> _What you will do_
Copy everything from the line containing "on the fence" down to the end of the material, changing nothing except that every answer coordinate is offset by -109.

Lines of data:
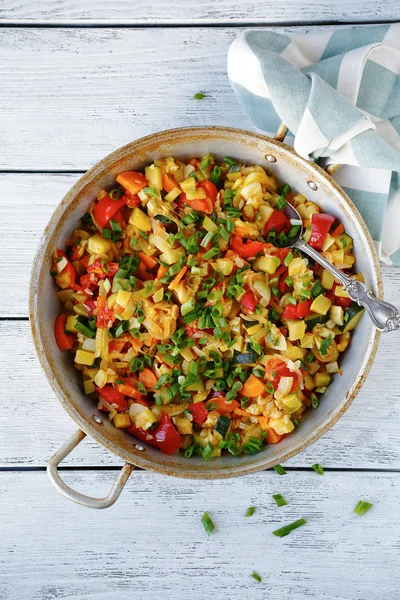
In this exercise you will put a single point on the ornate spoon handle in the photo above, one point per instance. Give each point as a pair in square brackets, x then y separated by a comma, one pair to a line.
[384, 316]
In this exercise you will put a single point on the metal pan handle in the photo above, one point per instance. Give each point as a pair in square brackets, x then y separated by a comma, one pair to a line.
[77, 497]
[280, 136]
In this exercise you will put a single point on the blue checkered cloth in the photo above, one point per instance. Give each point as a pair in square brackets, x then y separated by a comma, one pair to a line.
[339, 93]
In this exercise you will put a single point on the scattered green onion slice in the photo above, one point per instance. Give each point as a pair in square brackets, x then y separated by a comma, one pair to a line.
[362, 507]
[282, 531]
[250, 511]
[318, 469]
[279, 499]
[280, 470]
[207, 523]
[256, 576]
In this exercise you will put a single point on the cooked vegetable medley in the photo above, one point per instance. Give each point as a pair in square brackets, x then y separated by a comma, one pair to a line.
[193, 327]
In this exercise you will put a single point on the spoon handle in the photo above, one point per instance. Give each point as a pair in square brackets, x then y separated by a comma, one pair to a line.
[384, 316]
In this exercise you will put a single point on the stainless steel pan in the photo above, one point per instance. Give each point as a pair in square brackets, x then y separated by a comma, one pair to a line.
[304, 177]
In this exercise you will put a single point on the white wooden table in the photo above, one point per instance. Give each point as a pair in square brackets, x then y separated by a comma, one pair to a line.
[77, 80]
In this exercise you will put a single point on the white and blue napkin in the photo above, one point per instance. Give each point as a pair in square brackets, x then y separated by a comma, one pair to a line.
[339, 93]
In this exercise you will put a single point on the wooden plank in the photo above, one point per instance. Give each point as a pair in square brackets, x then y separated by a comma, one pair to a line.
[34, 425]
[190, 12]
[31, 199]
[151, 544]
[89, 91]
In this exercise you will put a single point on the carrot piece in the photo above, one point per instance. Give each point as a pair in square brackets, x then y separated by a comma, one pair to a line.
[148, 378]
[161, 271]
[177, 278]
[148, 261]
[273, 437]
[223, 407]
[168, 183]
[242, 413]
[339, 229]
[143, 273]
[253, 387]
[263, 422]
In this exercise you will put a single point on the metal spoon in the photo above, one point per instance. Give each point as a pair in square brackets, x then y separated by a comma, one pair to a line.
[384, 316]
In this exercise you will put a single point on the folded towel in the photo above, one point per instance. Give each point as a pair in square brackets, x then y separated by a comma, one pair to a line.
[339, 93]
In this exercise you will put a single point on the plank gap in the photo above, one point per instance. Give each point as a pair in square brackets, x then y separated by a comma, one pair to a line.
[8, 24]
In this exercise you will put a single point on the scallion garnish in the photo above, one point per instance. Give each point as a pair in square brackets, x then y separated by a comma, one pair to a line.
[207, 523]
[279, 469]
[250, 511]
[207, 451]
[256, 576]
[318, 469]
[282, 531]
[279, 499]
[362, 507]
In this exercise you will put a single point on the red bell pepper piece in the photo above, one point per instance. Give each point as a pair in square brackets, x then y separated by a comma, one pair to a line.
[278, 221]
[90, 305]
[304, 308]
[343, 302]
[282, 285]
[320, 225]
[105, 209]
[113, 396]
[64, 340]
[103, 270]
[245, 249]
[132, 200]
[210, 190]
[104, 313]
[199, 412]
[249, 301]
[65, 279]
[164, 437]
[290, 312]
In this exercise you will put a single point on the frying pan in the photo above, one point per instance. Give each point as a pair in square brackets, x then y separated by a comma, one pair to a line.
[245, 146]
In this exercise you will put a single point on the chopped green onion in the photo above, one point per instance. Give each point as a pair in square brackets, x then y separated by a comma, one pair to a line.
[288, 528]
[121, 328]
[205, 162]
[216, 175]
[281, 203]
[287, 259]
[207, 523]
[250, 511]
[280, 470]
[325, 345]
[270, 388]
[207, 451]
[318, 469]
[141, 387]
[284, 190]
[256, 576]
[211, 253]
[362, 507]
[279, 499]
[115, 194]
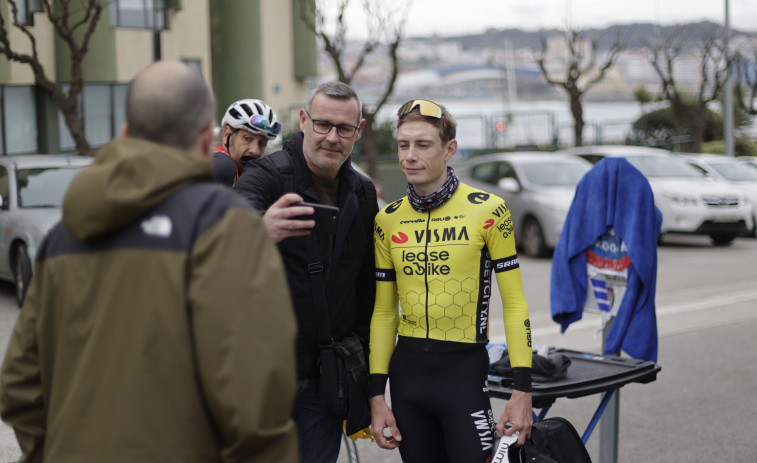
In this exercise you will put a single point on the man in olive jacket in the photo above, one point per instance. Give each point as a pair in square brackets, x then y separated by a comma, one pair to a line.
[141, 338]
[315, 167]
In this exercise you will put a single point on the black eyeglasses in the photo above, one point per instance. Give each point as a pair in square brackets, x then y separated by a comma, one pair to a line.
[324, 127]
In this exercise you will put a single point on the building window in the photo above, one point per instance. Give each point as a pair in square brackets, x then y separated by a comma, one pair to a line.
[97, 111]
[193, 64]
[119, 107]
[139, 14]
[19, 120]
[103, 111]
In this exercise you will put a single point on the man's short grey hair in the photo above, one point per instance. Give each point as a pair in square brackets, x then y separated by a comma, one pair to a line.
[172, 111]
[338, 91]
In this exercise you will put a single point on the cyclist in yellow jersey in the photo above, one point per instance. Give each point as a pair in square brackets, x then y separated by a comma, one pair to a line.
[437, 250]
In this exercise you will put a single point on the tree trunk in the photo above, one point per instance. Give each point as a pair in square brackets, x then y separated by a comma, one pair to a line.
[369, 144]
[70, 110]
[697, 124]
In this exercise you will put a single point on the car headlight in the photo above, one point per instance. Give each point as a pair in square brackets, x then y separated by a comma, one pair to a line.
[682, 199]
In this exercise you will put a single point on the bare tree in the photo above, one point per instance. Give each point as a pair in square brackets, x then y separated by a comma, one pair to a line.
[746, 75]
[690, 107]
[383, 22]
[581, 73]
[74, 21]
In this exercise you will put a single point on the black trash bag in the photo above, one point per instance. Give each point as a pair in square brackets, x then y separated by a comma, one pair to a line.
[544, 369]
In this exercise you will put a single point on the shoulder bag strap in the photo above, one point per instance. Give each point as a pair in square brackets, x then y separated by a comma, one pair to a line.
[318, 288]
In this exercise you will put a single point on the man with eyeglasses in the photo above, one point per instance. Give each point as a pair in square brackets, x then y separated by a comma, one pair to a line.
[437, 251]
[246, 128]
[314, 166]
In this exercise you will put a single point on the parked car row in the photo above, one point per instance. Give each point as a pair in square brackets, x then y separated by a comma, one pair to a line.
[714, 196]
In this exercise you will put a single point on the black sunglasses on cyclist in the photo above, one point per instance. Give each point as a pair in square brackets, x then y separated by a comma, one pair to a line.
[324, 127]
[425, 107]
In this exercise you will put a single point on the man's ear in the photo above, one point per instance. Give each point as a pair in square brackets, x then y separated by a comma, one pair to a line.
[206, 139]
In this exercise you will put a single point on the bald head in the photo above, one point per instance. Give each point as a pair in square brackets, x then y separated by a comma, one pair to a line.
[170, 104]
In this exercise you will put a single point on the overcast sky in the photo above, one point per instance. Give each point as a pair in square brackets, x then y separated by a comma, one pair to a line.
[455, 17]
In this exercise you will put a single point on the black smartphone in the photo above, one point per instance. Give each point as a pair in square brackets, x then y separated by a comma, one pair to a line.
[326, 217]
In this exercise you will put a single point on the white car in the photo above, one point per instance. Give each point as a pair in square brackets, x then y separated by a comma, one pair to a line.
[690, 201]
[729, 170]
[538, 189]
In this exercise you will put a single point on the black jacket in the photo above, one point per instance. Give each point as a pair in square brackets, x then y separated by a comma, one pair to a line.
[350, 284]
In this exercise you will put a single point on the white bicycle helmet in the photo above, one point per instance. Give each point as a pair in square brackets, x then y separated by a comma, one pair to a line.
[253, 116]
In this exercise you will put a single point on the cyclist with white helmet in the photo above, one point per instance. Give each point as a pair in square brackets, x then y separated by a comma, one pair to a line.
[246, 127]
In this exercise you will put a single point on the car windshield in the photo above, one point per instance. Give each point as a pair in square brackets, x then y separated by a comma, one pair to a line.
[664, 166]
[43, 186]
[555, 173]
[735, 172]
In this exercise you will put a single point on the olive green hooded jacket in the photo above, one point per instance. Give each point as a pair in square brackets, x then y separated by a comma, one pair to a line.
[158, 326]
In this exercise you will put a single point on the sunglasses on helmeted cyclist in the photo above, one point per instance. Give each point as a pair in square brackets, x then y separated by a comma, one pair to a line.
[425, 107]
[262, 123]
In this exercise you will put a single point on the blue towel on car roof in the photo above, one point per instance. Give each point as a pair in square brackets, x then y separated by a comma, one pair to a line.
[612, 195]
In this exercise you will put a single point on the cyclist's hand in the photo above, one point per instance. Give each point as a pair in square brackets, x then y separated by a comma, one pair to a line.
[382, 419]
[519, 413]
[277, 219]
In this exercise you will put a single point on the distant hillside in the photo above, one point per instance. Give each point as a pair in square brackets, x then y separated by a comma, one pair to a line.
[631, 35]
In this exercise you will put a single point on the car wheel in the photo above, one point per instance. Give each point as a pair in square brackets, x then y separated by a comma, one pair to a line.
[23, 273]
[722, 239]
[533, 239]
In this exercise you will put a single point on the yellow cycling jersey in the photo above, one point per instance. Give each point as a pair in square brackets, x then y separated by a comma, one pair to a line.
[438, 267]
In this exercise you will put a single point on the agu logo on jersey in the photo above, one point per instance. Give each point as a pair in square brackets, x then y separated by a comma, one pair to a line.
[393, 207]
[478, 198]
[399, 238]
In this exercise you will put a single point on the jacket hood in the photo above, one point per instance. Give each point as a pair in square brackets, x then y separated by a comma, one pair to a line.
[128, 178]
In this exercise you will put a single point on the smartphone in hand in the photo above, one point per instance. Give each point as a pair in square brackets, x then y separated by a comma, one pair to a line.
[326, 217]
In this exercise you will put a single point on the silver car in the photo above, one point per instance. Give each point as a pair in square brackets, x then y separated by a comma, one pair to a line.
[538, 189]
[31, 194]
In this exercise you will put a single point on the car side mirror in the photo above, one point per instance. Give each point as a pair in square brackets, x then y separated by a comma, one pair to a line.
[509, 185]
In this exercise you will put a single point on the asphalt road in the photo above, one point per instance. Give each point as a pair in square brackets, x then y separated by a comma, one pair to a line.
[701, 407]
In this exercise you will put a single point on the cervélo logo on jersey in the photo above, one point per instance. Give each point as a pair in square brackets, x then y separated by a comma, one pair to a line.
[434, 235]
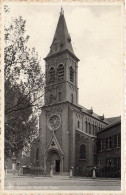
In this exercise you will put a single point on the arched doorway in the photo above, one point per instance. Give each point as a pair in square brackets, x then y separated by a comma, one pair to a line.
[53, 158]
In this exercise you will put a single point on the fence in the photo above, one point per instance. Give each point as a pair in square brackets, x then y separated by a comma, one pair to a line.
[109, 172]
[32, 171]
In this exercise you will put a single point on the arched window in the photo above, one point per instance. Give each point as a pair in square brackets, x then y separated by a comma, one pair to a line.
[51, 98]
[93, 129]
[37, 154]
[89, 125]
[71, 74]
[59, 96]
[82, 151]
[86, 125]
[71, 98]
[60, 71]
[52, 74]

> _Correct result_
In this exercise you will put a single point on the fence in the photo above, one point per instance. Give each point as a pair in square brackets, x then y separated by a comma, one pair to a line.
[0, 63]
[-77, 62]
In this exercise you will put a single point on the arched window in the photo above, one point per instance. Give each point as a pair in square brackets, x then y separated by a comma, one pair to a line.
[-58, -11]
[-16, 20]
[-72, 45]
[-20, 16]
[-38, -35]
[-50, -13]
[-27, 42]
[-23, 16]
[-38, -11]
[-49, -38]
[-57, -35]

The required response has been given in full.